Image point annotation entries:
· · · · · · ·
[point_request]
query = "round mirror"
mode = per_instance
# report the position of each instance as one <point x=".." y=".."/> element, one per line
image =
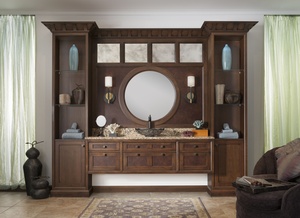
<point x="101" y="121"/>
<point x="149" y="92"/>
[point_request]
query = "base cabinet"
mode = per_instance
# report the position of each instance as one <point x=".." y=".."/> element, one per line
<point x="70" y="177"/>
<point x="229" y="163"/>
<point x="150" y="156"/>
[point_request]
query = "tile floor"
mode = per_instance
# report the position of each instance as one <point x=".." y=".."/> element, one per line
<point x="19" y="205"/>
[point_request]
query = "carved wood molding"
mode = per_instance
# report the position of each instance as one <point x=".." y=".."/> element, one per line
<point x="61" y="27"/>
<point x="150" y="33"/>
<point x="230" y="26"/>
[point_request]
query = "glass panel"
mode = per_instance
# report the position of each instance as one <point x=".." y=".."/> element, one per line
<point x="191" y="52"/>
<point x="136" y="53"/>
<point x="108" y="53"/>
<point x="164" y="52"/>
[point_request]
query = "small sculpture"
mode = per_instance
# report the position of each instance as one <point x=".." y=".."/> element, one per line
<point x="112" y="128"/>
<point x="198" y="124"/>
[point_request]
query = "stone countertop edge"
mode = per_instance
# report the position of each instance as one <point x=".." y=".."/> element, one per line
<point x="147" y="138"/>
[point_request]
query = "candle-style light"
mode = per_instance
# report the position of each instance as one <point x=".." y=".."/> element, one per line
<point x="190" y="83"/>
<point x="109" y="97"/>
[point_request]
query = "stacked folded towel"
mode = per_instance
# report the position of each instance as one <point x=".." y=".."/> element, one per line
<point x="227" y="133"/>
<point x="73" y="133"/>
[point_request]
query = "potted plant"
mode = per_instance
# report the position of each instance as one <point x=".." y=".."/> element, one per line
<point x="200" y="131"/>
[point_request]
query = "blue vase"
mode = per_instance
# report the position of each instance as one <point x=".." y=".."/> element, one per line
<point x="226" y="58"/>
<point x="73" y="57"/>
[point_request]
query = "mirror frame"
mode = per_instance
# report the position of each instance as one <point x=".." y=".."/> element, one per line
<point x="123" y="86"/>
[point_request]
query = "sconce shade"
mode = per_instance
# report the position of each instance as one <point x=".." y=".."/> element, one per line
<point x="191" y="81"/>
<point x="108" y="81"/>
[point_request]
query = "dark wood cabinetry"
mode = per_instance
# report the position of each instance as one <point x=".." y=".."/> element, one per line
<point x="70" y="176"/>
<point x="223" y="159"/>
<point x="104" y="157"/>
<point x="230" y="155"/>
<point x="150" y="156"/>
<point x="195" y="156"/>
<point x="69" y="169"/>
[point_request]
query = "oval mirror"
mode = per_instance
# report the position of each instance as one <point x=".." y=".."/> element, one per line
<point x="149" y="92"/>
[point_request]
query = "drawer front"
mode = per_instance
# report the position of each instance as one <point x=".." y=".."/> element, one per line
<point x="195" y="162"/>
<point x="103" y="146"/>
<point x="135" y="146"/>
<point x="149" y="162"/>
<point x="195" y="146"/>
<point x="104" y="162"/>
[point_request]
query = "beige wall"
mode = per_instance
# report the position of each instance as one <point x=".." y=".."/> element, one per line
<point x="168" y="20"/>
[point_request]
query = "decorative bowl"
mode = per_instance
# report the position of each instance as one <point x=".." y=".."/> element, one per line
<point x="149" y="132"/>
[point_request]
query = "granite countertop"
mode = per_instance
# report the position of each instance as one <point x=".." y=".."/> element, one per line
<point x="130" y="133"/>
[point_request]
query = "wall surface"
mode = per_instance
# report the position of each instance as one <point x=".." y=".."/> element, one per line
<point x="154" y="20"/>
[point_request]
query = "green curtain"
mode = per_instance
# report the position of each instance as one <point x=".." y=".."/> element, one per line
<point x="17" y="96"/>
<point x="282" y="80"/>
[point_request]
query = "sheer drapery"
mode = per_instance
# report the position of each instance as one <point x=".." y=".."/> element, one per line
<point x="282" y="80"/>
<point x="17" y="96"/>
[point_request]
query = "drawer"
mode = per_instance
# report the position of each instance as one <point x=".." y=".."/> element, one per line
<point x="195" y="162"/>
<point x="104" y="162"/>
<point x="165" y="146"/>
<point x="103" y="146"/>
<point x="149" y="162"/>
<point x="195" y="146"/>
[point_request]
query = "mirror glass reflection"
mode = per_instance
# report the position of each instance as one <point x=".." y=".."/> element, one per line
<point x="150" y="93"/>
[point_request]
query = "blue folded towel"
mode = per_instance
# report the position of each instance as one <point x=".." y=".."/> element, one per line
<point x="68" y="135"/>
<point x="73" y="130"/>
· · · · · · ·
_The exercise_
Repeat the records above verbatim, with no pictures in the result.

_Problem solution_
[point_request]
query = "round mirror"
mode = per_instance
# report the position of each instance as one <point x=".." y=".."/> element, one per line
image =
<point x="101" y="121"/>
<point x="149" y="92"/>
[point_request]
query = "base cabinet"
mode = per_instance
# report the position of each instance as one <point x=".." y=".."/> element, one per line
<point x="70" y="177"/>
<point x="229" y="163"/>
<point x="150" y="156"/>
[point_request]
query = "tile floor"
mode = per_instance
# report the position of each instance as one <point x=".." y=".."/> element, one per line
<point x="19" y="205"/>
[point_request]
query = "carved wood molding"
mode = per_instance
# report the position of each instance as one <point x=".." y=".."/> element, one per line
<point x="61" y="27"/>
<point x="150" y="33"/>
<point x="230" y="26"/>
[point_request]
query = "glass panel"
mode = per_instance
# report the position of each instance as one <point x=".." y=".."/> element, one per line
<point x="191" y="52"/>
<point x="136" y="53"/>
<point x="108" y="53"/>
<point x="164" y="52"/>
[point_request]
query = "small sculpture"
mode = per_instance
# report the position of each instance as one <point x=".." y=".."/> element, one per line
<point x="112" y="128"/>
<point x="198" y="124"/>
[point_request]
query = "stone countertop edge"
mode = per_instance
# report the position of each instance as one <point x=".." y=".."/> element, one per line
<point x="147" y="138"/>
[point_request]
query = "candle-style light"
mode = per_instance
# report the position of each instance as one <point x=".." y=".."/> element, one per line
<point x="190" y="83"/>
<point x="109" y="97"/>
[point_request]
query = "stacked folded towel"
mode = per_instance
# report the position of each instance as one <point x=".." y=".."/> element, one per line
<point x="227" y="133"/>
<point x="73" y="133"/>
[point_request]
query = "potted plant"
mode = per_instance
# report the position of each instance as one <point x=".." y=".."/> element, one per line
<point x="200" y="131"/>
[point_request]
query = "blue vase"
mode = per_instance
# report the position of each instance as one <point x=".." y=".."/> element, one per line
<point x="226" y="58"/>
<point x="73" y="57"/>
[point_request]
query = "mirror frame"
mode = per_instance
# report the position of each instance as one <point x=".." y=".."/> element, one per line
<point x="123" y="86"/>
[point_request]
query = "sconce shade"
mode = per_instance
# report the position of each instance as one <point x=".." y=".."/> element, one per line
<point x="191" y="81"/>
<point x="108" y="81"/>
[point_request]
query = "dark wood cabinetry"
mode = per_instance
# report the position of each instance as one <point x=".." y=".."/> element, one per line
<point x="70" y="176"/>
<point x="223" y="159"/>
<point x="104" y="157"/>
<point x="230" y="155"/>
<point x="150" y="156"/>
<point x="195" y="156"/>
<point x="69" y="169"/>
[point_request]
query = "oval mirror"
mode = per_instance
# report the position of each instance as one <point x=".." y=".."/> element, one per line
<point x="149" y="92"/>
[point_request]
query = "drawer front"
mode = per_instance
# report the position of each instance as one <point x=".." y=".."/> element, one per line
<point x="195" y="162"/>
<point x="103" y="146"/>
<point x="135" y="146"/>
<point x="149" y="162"/>
<point x="195" y="146"/>
<point x="104" y="162"/>
[point_request]
query = "beige wall"
mode = per_instance
# report the position of each instance as one <point x=".." y=".."/> element, one per line
<point x="168" y="20"/>
[point_request]
query = "decorative bowl"
mode = per_instance
# report the position of each instance as one <point x=".." y=".."/> element, one per line
<point x="149" y="132"/>
[point_request]
query = "granite countertop"
mode = per_instance
# report the position of each instance as one <point x=".." y=".."/> element, one per line
<point x="130" y="133"/>
[point_request]
query = "wall surface"
mode = per_instance
# report the position of each instance as one <point x=".." y=".."/> element, one per line
<point x="154" y="20"/>
[point_request]
query = "green curtain"
mode = per_instance
# report the position of each instance as one <point x=".." y=".."/> element, one per line
<point x="17" y="96"/>
<point x="282" y="80"/>
[point_request]
query = "sheer drapery"
mode = per_instance
# report the position of each instance as one <point x=".." y=".."/> element, one per line
<point x="282" y="80"/>
<point x="17" y="96"/>
[point_request]
query = "drawer"
mode = per_instance
# report the position of each instance as one <point x=".." y=".."/> element, one per line
<point x="195" y="162"/>
<point x="104" y="162"/>
<point x="165" y="146"/>
<point x="103" y="146"/>
<point x="149" y="162"/>
<point x="195" y="146"/>
[point_request]
query = "mirror glass reflection"
mode = per_instance
# report the position of each instance as one <point x=".." y=".."/> element, one per line
<point x="150" y="93"/>
[point_request]
query = "blue folded towel"
mode = per_instance
# report the position of each instance as one <point x=".." y=".."/> element, one per line
<point x="68" y="135"/>
<point x="73" y="130"/>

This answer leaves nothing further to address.